Reading text:
[BEGIN]

Perhaps we’re better off thinking about the communities around blogs - the pertinent question is, then, are blogs home to a lively community, and regular, ongoing debate? Axel and other researchers are experimenting with ways of quantifying this, but maybe we can just think it through for a moment. It’s obvious that Daily Kos is - are there any sites in Australia that are roughly equivalent in their political persuasion, and which play host to an active community? I think Larvatus Prodeo might be one candidate - they post regularly, attract a lot of comment, and their traffic (at least according to Alexa) is comparable (I don’t say equivalent) to your own. RTS, Possum and Tim Dunlop are among the other examples of left wing blogs with active reader communities. (For some of them, traffic has tailed off since the election, but I notice that yours has recently too, Tim.)

But I’d put the question to you - beyond yourself and Andrew Bolt, what are the other examples of conservative bloggers who consistently can be seen to stimulate and maintain an active community of interest in Australia? Catallaxy might be a candidate, but not all of the authors there would consider themselves as conservative in the same sense as you guys. We could begin to think about the Australian columnists - like Janet Albrechtsen - who repost their columns but who don’t take too much of an active role in their blogs beyond that. For these reasons, among others, we’d still maintain that left-leaning voices are more prominent in the Australian blogosphere. If you disagree, I’d like to hear more.

Jason theorised that “the left-of-centre blogosphere has prospered in Australia” because “opinion pages only seem to be open to forthright conservatives”. Would Jason classify Catherine Deveny, Richard Ackland, Traceeee Hutchison, Mike Carlton, Kathy McCabe, Phillip Adams, Sue Dunleavy, Richard Glover, Jill Singer, Alan Ramsey, Kenneth Davidson, Anne Summers, Peter Hartcher, Annabel Crabb, Michael Leunig, Michelle Grattan, Tim Colebatch, Martin Flanagan and Adele Horin as “forthright conservatives”?

Your objection to this is fair as far as it goes - the problem in my original formulation is the word “only”. If it were replaced by “largely”, I think it would hold. I posted this with half an eye on Insiders, but I’d also point out that the remainder of the post actually praised Andrew Bolt for at least expressing an opinion.

[END]

Provided information:
[BEGIN]

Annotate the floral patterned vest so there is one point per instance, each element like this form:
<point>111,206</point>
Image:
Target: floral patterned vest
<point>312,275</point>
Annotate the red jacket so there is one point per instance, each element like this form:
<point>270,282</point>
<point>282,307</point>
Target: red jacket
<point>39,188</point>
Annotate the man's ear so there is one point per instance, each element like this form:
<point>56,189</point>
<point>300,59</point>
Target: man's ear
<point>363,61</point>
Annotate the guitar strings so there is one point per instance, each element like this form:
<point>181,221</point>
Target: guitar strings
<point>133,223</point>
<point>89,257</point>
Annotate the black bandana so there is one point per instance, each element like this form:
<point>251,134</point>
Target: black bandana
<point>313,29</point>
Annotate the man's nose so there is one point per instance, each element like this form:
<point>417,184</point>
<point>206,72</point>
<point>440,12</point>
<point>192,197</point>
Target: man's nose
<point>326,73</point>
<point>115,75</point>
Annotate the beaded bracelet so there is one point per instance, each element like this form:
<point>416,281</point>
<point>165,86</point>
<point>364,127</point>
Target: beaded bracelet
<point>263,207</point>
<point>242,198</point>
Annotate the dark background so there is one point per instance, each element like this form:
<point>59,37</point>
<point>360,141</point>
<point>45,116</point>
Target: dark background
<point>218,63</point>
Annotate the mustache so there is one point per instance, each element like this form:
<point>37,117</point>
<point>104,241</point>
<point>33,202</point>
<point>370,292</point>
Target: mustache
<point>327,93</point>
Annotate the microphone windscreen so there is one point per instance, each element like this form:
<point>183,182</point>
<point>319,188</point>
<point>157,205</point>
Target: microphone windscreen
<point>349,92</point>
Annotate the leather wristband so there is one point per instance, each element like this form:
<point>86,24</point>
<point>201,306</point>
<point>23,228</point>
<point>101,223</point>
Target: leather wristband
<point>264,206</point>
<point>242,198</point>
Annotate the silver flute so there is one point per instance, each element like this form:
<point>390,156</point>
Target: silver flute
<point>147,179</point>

[END]

Output verbatim the span of the text above on Australian political blogs that begins with the words containing "But I’d put" and ends with "to hear more.".

Expected answer:
But I’d put the question to you - beyond yourself and Andrew Bolt, what are the other examples of conservative bloggers who consistently can be seen to stimulate and maintain an active community of interest in Australia? Catallaxy might be a candidate, but not all of the authors there would consider themselves as conservative in the same sense as you guys. We could begin to think about the Australian columnists - like Janet Albrechtsen - who repost their columns but who don’t take too much of an active role in their blogs beyond that. For these reasons, among others, we’d still maintain that left-leaning voices are more prominent in the Australian blogosphere. If you disagree, I’d like to hear more.